- [GOAL]
Format the entries below as one JSON list of strings, with each line as its own string and blank lines left out.

Segmentation labeling items
------------------------------------------------------------

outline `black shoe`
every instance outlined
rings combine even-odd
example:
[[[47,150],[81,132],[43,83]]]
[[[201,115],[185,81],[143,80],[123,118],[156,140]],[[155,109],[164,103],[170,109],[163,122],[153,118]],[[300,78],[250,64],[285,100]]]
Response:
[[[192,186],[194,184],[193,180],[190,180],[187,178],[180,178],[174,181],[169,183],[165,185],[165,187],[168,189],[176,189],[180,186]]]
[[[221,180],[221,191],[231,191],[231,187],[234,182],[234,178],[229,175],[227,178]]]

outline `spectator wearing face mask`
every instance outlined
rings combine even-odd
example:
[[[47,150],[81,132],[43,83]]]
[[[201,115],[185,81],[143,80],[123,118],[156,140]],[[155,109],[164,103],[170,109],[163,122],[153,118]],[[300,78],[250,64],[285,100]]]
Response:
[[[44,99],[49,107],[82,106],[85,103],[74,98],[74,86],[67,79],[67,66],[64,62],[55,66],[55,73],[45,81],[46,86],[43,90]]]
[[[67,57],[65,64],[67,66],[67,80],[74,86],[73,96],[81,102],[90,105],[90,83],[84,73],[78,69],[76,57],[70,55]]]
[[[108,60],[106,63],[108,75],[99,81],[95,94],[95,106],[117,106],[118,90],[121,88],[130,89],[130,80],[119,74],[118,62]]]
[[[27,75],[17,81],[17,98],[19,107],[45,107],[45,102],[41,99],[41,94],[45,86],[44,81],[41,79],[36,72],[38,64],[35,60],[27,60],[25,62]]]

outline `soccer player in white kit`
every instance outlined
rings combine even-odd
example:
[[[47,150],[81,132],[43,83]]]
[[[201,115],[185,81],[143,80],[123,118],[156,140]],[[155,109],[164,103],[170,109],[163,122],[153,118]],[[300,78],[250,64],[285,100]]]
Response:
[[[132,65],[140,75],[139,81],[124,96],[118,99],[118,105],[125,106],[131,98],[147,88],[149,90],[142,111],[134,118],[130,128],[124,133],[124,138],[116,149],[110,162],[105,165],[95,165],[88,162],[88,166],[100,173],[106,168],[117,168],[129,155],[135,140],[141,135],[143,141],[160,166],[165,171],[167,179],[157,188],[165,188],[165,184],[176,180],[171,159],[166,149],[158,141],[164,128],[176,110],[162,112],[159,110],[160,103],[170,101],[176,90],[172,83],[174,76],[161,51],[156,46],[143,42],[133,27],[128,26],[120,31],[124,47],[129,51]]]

------------------------------------------------------------

- [THE ANSWER]
[
  "outline `black shoe`",
  "every instance outlined",
  "rings combine even-odd",
  "example:",
  "[[[47,150],[81,132],[43,83]]]",
  "[[[201,115],[185,81],[143,80],[123,118],[156,140]],[[155,109],[164,103],[170,109],[163,122],[153,118]],[[300,78],[250,64],[285,100]]]",
  "Response:",
  "[[[192,186],[194,184],[193,180],[190,180],[187,178],[180,178],[174,181],[169,183],[165,185],[165,187],[168,189],[176,189],[180,186]]]",
  "[[[221,180],[221,191],[231,191],[231,187],[234,182],[234,178],[229,175],[227,178]]]",
  "outline `spectator wearing face mask`",
  "every instance outlined",
  "rings combine even-odd",
  "example:",
  "[[[47,150],[81,132],[43,83]]]",
  "[[[201,115],[185,81],[143,80],[123,118],[156,140]],[[155,109],[164,103],[170,109],[163,122],[153,118]],[[300,78],[250,64],[285,100]]]",
  "Response:",
  "[[[44,99],[49,107],[82,106],[85,103],[74,98],[74,86],[67,79],[67,66],[64,62],[55,66],[55,73],[45,81],[46,86],[43,90]]]",
  "[[[67,57],[65,64],[67,66],[67,80],[74,86],[73,96],[81,102],[90,105],[90,83],[84,73],[78,69],[76,57],[70,55]]]",
  "[[[108,60],[106,63],[108,75],[99,81],[95,94],[95,106],[117,106],[118,90],[121,88],[130,89],[130,80],[119,74],[118,62]]]",
  "[[[27,75],[17,81],[17,98],[19,107],[45,107],[45,102],[41,99],[41,94],[45,86],[44,81],[41,79],[36,72],[38,64],[35,60],[27,60],[25,62]]]",
  "outline `soccer player in white kit`",
  "every instance outlined",
  "rings combine even-odd",
  "example:",
  "[[[47,150],[81,132],[43,83]]]",
  "[[[201,115],[185,81],[143,80],[123,118],[156,140]],[[155,109],[164,103],[170,109],[163,122],[153,118]],[[300,78],[250,64],[285,100]]]",
  "Response:",
  "[[[132,65],[140,75],[139,81],[124,96],[118,99],[118,105],[125,106],[131,98],[147,88],[149,90],[142,111],[134,118],[130,128],[124,133],[124,138],[116,149],[110,162],[105,165],[95,165],[88,162],[88,166],[100,173],[106,168],[117,168],[129,155],[135,140],[141,135],[143,141],[160,166],[165,171],[167,179],[157,188],[165,188],[165,184],[176,180],[171,159],[166,149],[158,141],[164,128],[176,110],[162,112],[159,110],[160,103],[170,101],[176,90],[172,83],[174,76],[161,51],[156,46],[143,42],[133,27],[128,26],[120,31],[124,47],[129,51]]]"
]